ENTRIES –
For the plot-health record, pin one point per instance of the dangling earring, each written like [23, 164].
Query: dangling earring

==

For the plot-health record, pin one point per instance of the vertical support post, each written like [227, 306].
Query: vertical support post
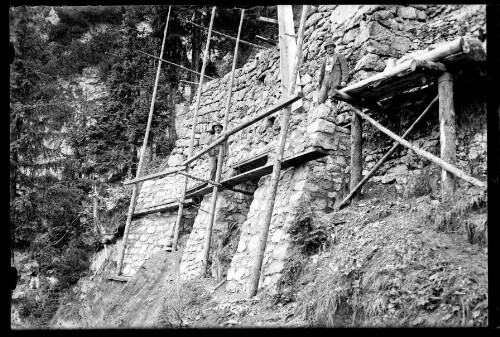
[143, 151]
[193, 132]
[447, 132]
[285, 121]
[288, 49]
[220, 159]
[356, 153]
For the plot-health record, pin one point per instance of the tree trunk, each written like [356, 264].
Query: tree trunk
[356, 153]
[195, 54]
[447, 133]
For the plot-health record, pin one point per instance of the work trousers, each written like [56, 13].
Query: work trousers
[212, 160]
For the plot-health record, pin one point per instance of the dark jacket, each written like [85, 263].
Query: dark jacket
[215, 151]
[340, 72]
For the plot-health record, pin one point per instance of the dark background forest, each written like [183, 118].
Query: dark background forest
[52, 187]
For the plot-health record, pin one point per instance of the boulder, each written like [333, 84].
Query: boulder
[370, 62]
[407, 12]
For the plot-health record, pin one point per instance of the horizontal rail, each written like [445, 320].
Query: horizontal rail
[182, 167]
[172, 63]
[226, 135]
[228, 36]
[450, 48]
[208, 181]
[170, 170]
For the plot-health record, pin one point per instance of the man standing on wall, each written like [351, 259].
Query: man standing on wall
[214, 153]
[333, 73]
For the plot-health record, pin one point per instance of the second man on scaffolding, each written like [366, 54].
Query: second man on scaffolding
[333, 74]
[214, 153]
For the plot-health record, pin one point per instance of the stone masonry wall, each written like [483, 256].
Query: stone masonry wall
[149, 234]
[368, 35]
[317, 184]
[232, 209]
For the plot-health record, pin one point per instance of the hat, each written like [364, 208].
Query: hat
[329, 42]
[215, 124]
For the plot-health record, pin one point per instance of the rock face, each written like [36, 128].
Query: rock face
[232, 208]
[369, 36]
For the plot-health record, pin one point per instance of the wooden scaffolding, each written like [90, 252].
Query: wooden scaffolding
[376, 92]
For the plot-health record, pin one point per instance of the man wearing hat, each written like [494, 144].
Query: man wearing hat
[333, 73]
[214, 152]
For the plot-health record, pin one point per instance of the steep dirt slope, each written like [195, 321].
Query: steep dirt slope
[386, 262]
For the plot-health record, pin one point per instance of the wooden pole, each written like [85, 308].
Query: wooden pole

INSTRUCTION – Rewrite the rows beginning with the line that contains "like [23, 164]." and ending with the line that contains "Query: dangling earring", swapping "dangling earring" for "hoop earring" and leaving everything else unchanged.

ANSWER FOR THIS EXERCISE –
For the plot-health record, pin one point per instance of the hoop earring, each written like [23, 164].
Query: hoop earring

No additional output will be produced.